**Provided data:**
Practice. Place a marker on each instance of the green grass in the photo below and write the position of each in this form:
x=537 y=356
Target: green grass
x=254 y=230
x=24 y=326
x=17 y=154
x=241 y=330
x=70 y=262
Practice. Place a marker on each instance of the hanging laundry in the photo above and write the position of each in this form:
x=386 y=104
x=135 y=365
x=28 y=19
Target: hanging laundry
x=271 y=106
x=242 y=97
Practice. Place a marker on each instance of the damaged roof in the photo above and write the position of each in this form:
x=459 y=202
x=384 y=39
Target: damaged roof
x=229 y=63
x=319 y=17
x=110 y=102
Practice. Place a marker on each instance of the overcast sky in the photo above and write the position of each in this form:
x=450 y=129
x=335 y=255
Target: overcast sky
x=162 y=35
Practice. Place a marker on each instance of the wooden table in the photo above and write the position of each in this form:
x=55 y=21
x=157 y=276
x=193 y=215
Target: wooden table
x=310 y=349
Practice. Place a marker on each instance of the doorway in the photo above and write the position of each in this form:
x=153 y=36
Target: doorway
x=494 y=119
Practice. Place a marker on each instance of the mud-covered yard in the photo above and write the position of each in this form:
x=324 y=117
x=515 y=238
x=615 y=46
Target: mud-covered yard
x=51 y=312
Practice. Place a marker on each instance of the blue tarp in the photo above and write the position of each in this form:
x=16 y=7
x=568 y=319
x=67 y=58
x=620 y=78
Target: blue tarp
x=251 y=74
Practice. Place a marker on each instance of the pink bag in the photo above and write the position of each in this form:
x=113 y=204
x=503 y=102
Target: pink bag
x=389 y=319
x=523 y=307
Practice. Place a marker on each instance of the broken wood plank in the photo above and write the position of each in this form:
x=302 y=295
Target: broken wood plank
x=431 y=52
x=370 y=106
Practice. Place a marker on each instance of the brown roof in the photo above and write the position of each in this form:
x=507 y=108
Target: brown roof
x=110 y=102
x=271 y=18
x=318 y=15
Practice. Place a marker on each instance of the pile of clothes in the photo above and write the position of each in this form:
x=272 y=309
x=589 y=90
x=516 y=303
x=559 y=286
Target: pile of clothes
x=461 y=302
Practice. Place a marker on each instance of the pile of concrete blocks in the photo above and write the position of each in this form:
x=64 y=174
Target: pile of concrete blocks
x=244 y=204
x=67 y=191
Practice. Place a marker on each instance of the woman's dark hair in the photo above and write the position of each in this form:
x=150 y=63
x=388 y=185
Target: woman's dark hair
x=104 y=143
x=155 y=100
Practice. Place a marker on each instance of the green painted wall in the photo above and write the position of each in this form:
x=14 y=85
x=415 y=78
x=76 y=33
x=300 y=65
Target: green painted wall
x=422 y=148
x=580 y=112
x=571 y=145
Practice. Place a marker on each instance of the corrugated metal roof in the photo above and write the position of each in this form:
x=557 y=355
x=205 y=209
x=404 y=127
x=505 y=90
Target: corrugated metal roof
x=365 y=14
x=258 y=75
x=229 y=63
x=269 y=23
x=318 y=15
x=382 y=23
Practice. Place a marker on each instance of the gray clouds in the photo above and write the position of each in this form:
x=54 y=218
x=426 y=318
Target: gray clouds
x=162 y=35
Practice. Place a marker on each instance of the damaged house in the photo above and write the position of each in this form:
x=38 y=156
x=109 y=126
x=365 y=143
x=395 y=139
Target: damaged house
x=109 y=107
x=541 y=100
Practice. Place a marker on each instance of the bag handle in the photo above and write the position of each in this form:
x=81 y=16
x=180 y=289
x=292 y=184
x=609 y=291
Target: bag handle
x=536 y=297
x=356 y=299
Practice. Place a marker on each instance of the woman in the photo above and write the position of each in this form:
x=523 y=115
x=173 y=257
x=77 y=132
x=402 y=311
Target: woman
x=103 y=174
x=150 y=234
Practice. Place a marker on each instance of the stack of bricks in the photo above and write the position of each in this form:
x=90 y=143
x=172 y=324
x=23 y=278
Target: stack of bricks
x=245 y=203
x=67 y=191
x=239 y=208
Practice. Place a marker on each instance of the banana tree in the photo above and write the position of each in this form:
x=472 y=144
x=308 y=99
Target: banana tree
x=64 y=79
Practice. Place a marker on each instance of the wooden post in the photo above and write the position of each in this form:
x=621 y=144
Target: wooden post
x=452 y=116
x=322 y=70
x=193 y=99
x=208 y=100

**Description of the task:** For the material above, produce a word-for-word copy.

**Final answer:**
Practice. Place a marker on each instance of the green grass in the photo below and write the position of each in this form:
x=537 y=356
Target: green grass
x=254 y=230
x=24 y=326
x=17 y=154
x=241 y=330
x=70 y=262
Practice. Place a marker on each instance of the hanging laundry in the photo above and write the position of each in this form:
x=386 y=104
x=135 y=365
x=28 y=19
Target: hanging laundry
x=271 y=106
x=242 y=97
Practice. Place a marker on each instance of the damaged roof in the photo above and write the position of each in this form:
x=459 y=202
x=384 y=39
Target: damaged roof
x=229 y=63
x=319 y=17
x=110 y=102
Practice. Place a marker on each instance of the overcast sky in the photo above and write the position of each in this form:
x=450 y=129
x=335 y=255
Target: overcast sky
x=162 y=35
Practice. Place a marker on each instance of the wooden table in the photo above and write the position of each in this form:
x=55 y=21
x=157 y=276
x=193 y=215
Target: wooden table
x=310 y=349
Practice. Place a marker on each instance of the doorway in the photo above and write the position of each in this form:
x=153 y=36
Target: doorway
x=494 y=119
Practice. Place a marker on each instance of the mud-covered yard in the photo above and write the position of each in this form:
x=324 y=117
x=515 y=238
x=615 y=46
Target: mud-covered yard
x=51 y=312
Practice. Place a marker on each instance of the blue tarp in the photo above and write the position of each in this form:
x=16 y=7
x=568 y=319
x=67 y=58
x=620 y=78
Target: blue tarp
x=251 y=74
Practice. Place a marker on each instance of the pink bag in the photo above and write the position of each in this form:
x=113 y=204
x=503 y=102
Target: pink bag
x=389 y=319
x=523 y=307
Practice. Place a marker on each instance of the broken wood plank in the photo above and write the position of each in this form:
x=302 y=295
Target: broken wood plank
x=431 y=52
x=370 y=106
Practice. Place a marker on each instance of the brown roof in the photo above and write the position of each in this form:
x=507 y=108
Target: brown roof
x=110 y=102
x=271 y=18
x=318 y=15
Practice. Place a marker on each instance of the pile of clothes in the photo above and write the position of each in this form:
x=272 y=309
x=589 y=90
x=516 y=303
x=559 y=286
Target: pile of clothes
x=461 y=302
Practice. Place a marker on each instance of the pile of concrete blocks in the photo above and write the position of each in this form:
x=64 y=174
Target: pile of concrete blocks
x=244 y=204
x=67 y=191
Practice. Place a marker on each instance of the woman's dark hair in the photo above and write the position of each in this form:
x=150 y=63
x=388 y=185
Target: woman's dark hair
x=104 y=143
x=155 y=100
Practice. Place a marker on each instance of the green painted wall in the photo above and write the position of each in this form:
x=14 y=85
x=415 y=78
x=76 y=33
x=300 y=65
Target: green painted wall
x=422 y=148
x=580 y=112
x=571 y=145
Practice. Place a marker on each instance of the corrugated metal roof in the photo above and write the position of each in this form:
x=557 y=355
x=205 y=209
x=404 y=127
x=505 y=90
Target: corrugated metal roof
x=365 y=14
x=258 y=75
x=229 y=63
x=269 y=23
x=318 y=15
x=382 y=23
Practice. Place a marker on each instance of the gray clouds in the photo above and write the position of each in this form:
x=54 y=218
x=426 y=318
Target: gray clouds
x=162 y=35
Practice. Place a marker on each instance of the damaged house in the photo above and write the position of each in this form:
x=38 y=156
x=109 y=126
x=365 y=143
x=395 y=139
Target: damaged house
x=109 y=107
x=541 y=100
Practice. Place a marker on each instance of the bag handle in the photo above and write the position of each in this form:
x=81 y=16
x=180 y=289
x=292 y=184
x=609 y=291
Target: bag handle
x=536 y=297
x=356 y=299
Practice. Place a marker on each instance of the woman in the photo above and write the position of each in this form:
x=523 y=115
x=173 y=257
x=77 y=132
x=402 y=311
Target: woman
x=103 y=174
x=150 y=234
Practice. Place a marker on each instance of the stack of bricks in the photo above and write the position of each in this form:
x=90 y=143
x=172 y=324
x=23 y=278
Target: stack of bricks
x=245 y=203
x=67 y=191
x=239 y=208
Practice. Place a marker on each instance of the banana tree in the photo above and write the position of each in this form:
x=472 y=144
x=308 y=99
Target: banana tree
x=64 y=79
Practice. Place a marker on each instance of the wooden post in the photo above and write the position of each in this form:
x=621 y=144
Target: wooden post
x=452 y=116
x=322 y=70
x=193 y=99
x=208 y=100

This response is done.